[Items listed in a dataset]
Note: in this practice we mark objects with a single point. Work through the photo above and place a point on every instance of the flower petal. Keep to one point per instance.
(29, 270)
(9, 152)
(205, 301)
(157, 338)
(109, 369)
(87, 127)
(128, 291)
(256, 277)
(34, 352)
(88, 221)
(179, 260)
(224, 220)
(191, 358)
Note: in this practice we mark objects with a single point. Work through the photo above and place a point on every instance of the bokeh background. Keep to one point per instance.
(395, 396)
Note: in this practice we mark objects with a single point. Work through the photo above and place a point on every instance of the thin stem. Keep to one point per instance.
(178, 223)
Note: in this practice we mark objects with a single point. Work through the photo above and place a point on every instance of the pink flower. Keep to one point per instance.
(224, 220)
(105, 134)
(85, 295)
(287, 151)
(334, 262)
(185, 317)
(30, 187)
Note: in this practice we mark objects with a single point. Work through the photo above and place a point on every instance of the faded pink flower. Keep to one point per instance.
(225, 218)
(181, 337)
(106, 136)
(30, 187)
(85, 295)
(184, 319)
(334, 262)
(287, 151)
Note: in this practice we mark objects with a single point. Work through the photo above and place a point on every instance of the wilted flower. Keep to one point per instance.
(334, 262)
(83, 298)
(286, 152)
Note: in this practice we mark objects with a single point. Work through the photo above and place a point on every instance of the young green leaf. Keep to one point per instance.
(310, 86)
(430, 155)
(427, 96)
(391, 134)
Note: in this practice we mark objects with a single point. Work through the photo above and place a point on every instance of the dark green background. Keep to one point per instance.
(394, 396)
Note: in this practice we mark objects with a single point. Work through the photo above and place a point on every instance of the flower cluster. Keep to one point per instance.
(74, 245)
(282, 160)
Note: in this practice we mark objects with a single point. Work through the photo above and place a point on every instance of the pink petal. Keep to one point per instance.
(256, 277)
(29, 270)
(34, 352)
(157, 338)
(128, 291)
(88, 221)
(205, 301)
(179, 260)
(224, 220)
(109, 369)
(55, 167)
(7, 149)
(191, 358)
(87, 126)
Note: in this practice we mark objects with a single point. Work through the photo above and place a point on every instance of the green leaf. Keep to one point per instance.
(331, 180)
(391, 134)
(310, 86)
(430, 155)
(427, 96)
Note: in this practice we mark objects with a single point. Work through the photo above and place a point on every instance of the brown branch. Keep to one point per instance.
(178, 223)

[To do]
Please format every line of the listing above as a Markdown table with the columns Row and Line, numbering the rows and skipping blank lines.

[Solved exercise]
| Row | Line |
|---|---|
| 1 | Note: in this practice we mark objects with a single point. Work through the photo above and place a point on every instance of the flower petal. Keep to one point per instance. |
| 2 | (29, 270) |
| 3 | (9, 152) |
| 4 | (205, 301) |
| 5 | (157, 338) |
| 6 | (109, 369) |
| 7 | (87, 127) |
| 8 | (128, 291) |
| 9 | (256, 277) |
| 10 | (34, 352) |
| 11 | (88, 221) |
| 12 | (179, 260) |
| 13 | (224, 220) |
| 14 | (191, 358) |
| 15 | Note: in this practice we mark objects with a single point. Work through the photo above and place a point on every instance of the bokeh background. Keep to one point per instance. |
| 16 | (395, 396) |
| 17 | Note: in this practice we mark objects with a single point. Work through the photo above and place a point on every instance of the thin stem. Keep to one point per instance. |
| 18 | (178, 223) |
| 19 | Note: in this practice we mark objects with a single point. Work through the photo above and place a point on every instance of the pink flower. Keep to one point per instance. |
| 20 | (224, 220) |
| 21 | (105, 134) |
| 22 | (85, 295) |
| 23 | (287, 151) |
| 24 | (334, 262) |
| 25 | (185, 317) |
| 26 | (30, 187) |
| 27 | Note: in this practice we mark objects with a single point. Work through the photo above and place a point on every instance of the faded pink flower. Keep to one point per instance. |
| 28 | (225, 218) |
| 29 | (181, 337) |
| 30 | (106, 136) |
| 31 | (30, 187) |
| 32 | (85, 295) |
| 33 | (184, 319) |
| 34 | (334, 262) |
| 35 | (287, 151) |
| 36 | Note: in this practice we mark objects with a single point. Work through the photo above and place a point on every instance of the wilted flower. Keep to one point per instance. |
| 37 | (334, 262) |
| 38 | (83, 298) |
| 39 | (286, 152) |
| 40 | Note: in this practice we mark objects with a single point. Work through the photo above and place a point on every instance of the young green leaf. Keep to one point per instance. |
| 41 | (310, 86) |
| 42 | (430, 155) |
| 43 | (427, 96) |
| 44 | (391, 134) |
| 45 | Note: in this practice we mark objects with a single point. Work through the photo above and place a point on every instance of the dark green background. Keep to one point per instance. |
| 46 | (394, 396) |
| 47 | Note: in this practice we mark objects with a single point. Work through the photo above and place a point on every instance of the flower cluster. Keep to one point per instance. |
| 48 | (74, 245) |
| 49 | (282, 160) |
| 50 | Note: in this practice we mark objects with a single point. Work through the photo above and place a point on every instance of the pink petal. Keep to one point per instance. |
| 51 | (256, 277) |
| 52 | (29, 270) |
| 53 | (34, 352) |
| 54 | (157, 338) |
| 55 | (128, 291) |
| 56 | (88, 221) |
| 57 | (205, 301) |
| 58 | (179, 260) |
| 59 | (224, 220) |
| 60 | (109, 369) |
| 61 | (55, 167) |
| 62 | (7, 149) |
| 63 | (191, 358) |
| 64 | (87, 126) |
| 65 | Note: in this practice we mark objects with a single point. Work through the photo above and place a point on every instance of the green leaf. Keep to one point per instance. |
| 66 | (331, 180) |
| 67 | (391, 134) |
| 68 | (310, 86) |
| 69 | (430, 155) |
| 70 | (427, 96) |
| 71 | Note: in this practice we mark objects with a single point. Work through the photo above and place a point on every instance of the brown branch. Keep to one point per instance. |
| 72 | (178, 223) |